原文抜粋:

§ §

実際のところ、車が目の前を通過しているときは、エンジン音にかき消されて歓声なんて聞こえているはずがない、と思うのです、理性的に考えれば。

でも、聞こえるんです、地鳴りのような歓声が。

高ぶった16万人の心が発する何かが、聞こえるんだと思います。

これもカラダにいいのかって聞かれたら、ちょっと微妙な気はするけど(笑)

でも、ものすごい衝動がびりびり伝わってくる高揚感は、、なんとも言葉では言えない。

で、、、明けて11日。決勝レース。

そんな咆哮の中に、2時間近く、身を置く。
しかも炎天下。そう、今年の鈴鹿は暑かった。

なんといいますか、、、一言でいうと、クタクタになります。

かなり過酷です(笑)

カラダにいいかって聞かれたら・・・・いや、それはもういいや。

でも、気分はとても爽快。

ほかにも、テレビには通常映らないマーシャル(コース脇に控えていて事故車の撤収とかをする人たち)の動きに感動したとか、コース内に流れる現地中継アナの話術がすごかったとか、出店で買った焼きそばと串焼きがすごいボリュームだったとか、いろいろネタはありますが、まあそのへんはいいでしょう。

やっぱり、現地に行って見るナマは違うよな、っていうF1初観戦記でした。

§ §

課題 1: 記録の中から、「target」という語を含む行をすべて抜き出しなさい。

§ §

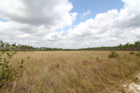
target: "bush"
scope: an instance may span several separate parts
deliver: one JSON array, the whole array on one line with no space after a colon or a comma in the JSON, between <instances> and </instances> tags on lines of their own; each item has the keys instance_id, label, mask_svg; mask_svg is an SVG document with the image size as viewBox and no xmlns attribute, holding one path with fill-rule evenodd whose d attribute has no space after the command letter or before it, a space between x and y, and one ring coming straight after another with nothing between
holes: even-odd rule
<instances>
[{"instance_id":1,"label":"bush","mask_svg":"<svg viewBox=\"0 0 140 93\"><path fill-rule=\"evenodd\" d=\"M19 69L22 68L24 60L21 59L19 67L17 69L13 68L10 64L10 60L14 54L17 52L5 52L0 54L0 88L5 84L15 80Z\"/></svg>"},{"instance_id":2,"label":"bush","mask_svg":"<svg viewBox=\"0 0 140 93\"><path fill-rule=\"evenodd\" d=\"M119 57L119 55L115 51L111 51L109 58Z\"/></svg>"},{"instance_id":3,"label":"bush","mask_svg":"<svg viewBox=\"0 0 140 93\"><path fill-rule=\"evenodd\" d=\"M136 56L139 56L140 57L140 53L137 53Z\"/></svg>"},{"instance_id":4,"label":"bush","mask_svg":"<svg viewBox=\"0 0 140 93\"><path fill-rule=\"evenodd\" d=\"M130 54L134 54L134 52L130 52Z\"/></svg>"}]
</instances>

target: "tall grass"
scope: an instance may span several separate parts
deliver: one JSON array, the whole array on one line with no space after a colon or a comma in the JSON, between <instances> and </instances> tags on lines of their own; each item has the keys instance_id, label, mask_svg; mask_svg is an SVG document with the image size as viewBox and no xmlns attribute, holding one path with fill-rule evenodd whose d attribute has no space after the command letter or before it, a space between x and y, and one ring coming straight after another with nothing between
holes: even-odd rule
<instances>
[{"instance_id":1,"label":"tall grass","mask_svg":"<svg viewBox=\"0 0 140 93\"><path fill-rule=\"evenodd\" d=\"M18 52L15 60L24 60L24 68L14 82L1 93L111 93L125 92L122 84L140 71L140 57L130 51ZM125 55L125 57L124 57Z\"/></svg>"}]
</instances>

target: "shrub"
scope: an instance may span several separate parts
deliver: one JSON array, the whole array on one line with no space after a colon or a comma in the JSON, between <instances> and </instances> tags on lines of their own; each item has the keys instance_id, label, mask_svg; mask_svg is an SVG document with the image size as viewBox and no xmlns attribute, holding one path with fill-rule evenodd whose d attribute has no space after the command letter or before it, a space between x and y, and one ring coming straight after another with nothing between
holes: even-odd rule
<instances>
[{"instance_id":1,"label":"shrub","mask_svg":"<svg viewBox=\"0 0 140 93\"><path fill-rule=\"evenodd\" d=\"M130 52L130 54L134 54L134 52Z\"/></svg>"},{"instance_id":2,"label":"shrub","mask_svg":"<svg viewBox=\"0 0 140 93\"><path fill-rule=\"evenodd\" d=\"M0 55L0 88L8 82L15 80L19 69L22 68L24 60L21 59L19 67L13 68L10 64L10 60L16 52L5 52L3 51Z\"/></svg>"},{"instance_id":3,"label":"shrub","mask_svg":"<svg viewBox=\"0 0 140 93\"><path fill-rule=\"evenodd\" d=\"M111 51L111 54L109 55L109 58L118 57L119 55L115 51Z\"/></svg>"},{"instance_id":4,"label":"shrub","mask_svg":"<svg viewBox=\"0 0 140 93\"><path fill-rule=\"evenodd\" d=\"M136 56L139 56L140 57L140 53L137 53Z\"/></svg>"}]
</instances>

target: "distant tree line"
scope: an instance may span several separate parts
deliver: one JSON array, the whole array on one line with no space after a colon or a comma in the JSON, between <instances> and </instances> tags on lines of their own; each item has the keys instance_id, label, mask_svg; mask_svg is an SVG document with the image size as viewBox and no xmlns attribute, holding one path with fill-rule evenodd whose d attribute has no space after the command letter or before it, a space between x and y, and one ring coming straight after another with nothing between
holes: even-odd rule
<instances>
[{"instance_id":1,"label":"distant tree line","mask_svg":"<svg viewBox=\"0 0 140 93\"><path fill-rule=\"evenodd\" d=\"M92 47L92 48L80 48L80 49L63 49L63 48L48 48L48 47L33 47L29 45L16 45L14 44L9 44L7 42L3 42L0 40L0 50L4 51L9 51L9 50L19 50L19 51L75 51L75 50L94 50L94 51L114 51L114 50L140 50L140 41L134 42L134 44L120 44L118 46L113 46L113 47L106 47L106 46L101 46L101 47Z\"/></svg>"}]
</instances>

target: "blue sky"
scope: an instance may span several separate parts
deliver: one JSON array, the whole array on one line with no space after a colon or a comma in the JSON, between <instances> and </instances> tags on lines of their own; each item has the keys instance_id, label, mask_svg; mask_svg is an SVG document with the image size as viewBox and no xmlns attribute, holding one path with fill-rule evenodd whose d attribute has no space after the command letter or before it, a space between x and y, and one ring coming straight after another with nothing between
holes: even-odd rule
<instances>
[{"instance_id":1,"label":"blue sky","mask_svg":"<svg viewBox=\"0 0 140 93\"><path fill-rule=\"evenodd\" d=\"M140 40L140 0L0 0L0 40L35 47Z\"/></svg>"},{"instance_id":2,"label":"blue sky","mask_svg":"<svg viewBox=\"0 0 140 93\"><path fill-rule=\"evenodd\" d=\"M84 22L87 19L94 18L96 14L107 12L111 9L120 10L124 3L121 0L69 0L73 9L70 12L78 12L77 19L74 21L74 25ZM91 11L89 15L82 16L83 13Z\"/></svg>"}]
</instances>

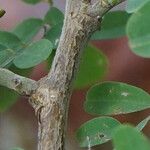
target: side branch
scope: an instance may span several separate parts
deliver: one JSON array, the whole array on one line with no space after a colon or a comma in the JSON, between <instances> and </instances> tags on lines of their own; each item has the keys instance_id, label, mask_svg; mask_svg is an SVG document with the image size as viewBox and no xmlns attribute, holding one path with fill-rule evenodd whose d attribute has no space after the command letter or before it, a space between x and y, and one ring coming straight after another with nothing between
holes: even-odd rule
<instances>
[{"instance_id":1,"label":"side branch","mask_svg":"<svg viewBox=\"0 0 150 150\"><path fill-rule=\"evenodd\" d=\"M125 0L97 0L93 5L89 7L88 14L90 16L104 16L111 8L124 2Z\"/></svg>"},{"instance_id":2,"label":"side branch","mask_svg":"<svg viewBox=\"0 0 150 150\"><path fill-rule=\"evenodd\" d=\"M37 82L0 68L0 85L13 89L22 95L31 95L37 88Z\"/></svg>"}]
</instances>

§ §

課題 2: 上の原文抜粋の内容を二文で要約しなさい。

解答例 1:
target: "bush"
target: "tall grass"
target: "shrub"
target: "distant tree line"
target: "blue sky"
target: side branch

解答例 2: 鈴鹿で初めてF1を現地観戦した筆者は、理屈では聞こえないはずのエンジン音の中でも16万人の地鳴りのような歓声が聞こえると感じ、言葉にできない高揚感を味わった。決勝レースでは炎天下で2時間近く過ごしてクタクタになったものの気分はとても爽快で、現地で見るナマはやはり違うと結んでいる。